Problem requirements =>
Starting at the line that has "Target = black dress" and continuing through the end of the records, write those lines out again, substituting "Needed" for "Wanted" and keeping everything else unchanged.

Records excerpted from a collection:
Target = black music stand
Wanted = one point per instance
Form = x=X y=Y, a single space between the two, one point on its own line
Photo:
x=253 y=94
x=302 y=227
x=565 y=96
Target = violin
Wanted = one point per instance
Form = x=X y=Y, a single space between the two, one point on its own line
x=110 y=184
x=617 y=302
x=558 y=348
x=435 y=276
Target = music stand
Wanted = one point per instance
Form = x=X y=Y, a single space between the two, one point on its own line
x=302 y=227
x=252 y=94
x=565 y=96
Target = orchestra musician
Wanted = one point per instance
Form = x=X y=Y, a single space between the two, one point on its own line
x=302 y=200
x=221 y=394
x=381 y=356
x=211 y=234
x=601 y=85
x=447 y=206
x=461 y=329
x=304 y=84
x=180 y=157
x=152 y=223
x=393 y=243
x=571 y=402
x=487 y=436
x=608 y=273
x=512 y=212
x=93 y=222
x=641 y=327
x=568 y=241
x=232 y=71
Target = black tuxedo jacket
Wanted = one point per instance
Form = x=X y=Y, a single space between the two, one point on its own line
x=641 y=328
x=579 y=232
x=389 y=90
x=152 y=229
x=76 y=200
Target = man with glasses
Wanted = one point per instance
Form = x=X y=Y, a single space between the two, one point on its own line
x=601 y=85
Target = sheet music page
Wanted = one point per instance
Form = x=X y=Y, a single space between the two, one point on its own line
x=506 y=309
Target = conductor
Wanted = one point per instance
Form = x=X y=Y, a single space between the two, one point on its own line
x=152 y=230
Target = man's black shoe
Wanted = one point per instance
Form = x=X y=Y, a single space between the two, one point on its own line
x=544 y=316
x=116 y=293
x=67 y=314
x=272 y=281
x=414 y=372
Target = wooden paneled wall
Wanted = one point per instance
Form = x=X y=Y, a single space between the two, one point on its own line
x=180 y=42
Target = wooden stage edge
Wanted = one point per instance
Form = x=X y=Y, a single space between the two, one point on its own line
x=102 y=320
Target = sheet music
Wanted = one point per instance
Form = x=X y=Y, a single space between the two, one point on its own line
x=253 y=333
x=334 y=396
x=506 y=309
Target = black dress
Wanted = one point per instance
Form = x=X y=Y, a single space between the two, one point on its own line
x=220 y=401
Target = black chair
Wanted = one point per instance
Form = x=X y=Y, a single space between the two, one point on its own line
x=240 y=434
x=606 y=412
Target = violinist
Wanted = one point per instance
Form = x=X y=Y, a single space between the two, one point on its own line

Task answer =>
Target = black dress
Needed = one point per instance
Form = x=X y=Y, a single space between the two, one point on its own line
x=220 y=401
Target = black chair
Needed = one point per instance
Form = x=X y=Y, a single space between the two, one point on its own line
x=240 y=434
x=606 y=412
Target = violinist
Needed = one point per instance
Form = x=X y=Y, a single space between the two, one point on its own line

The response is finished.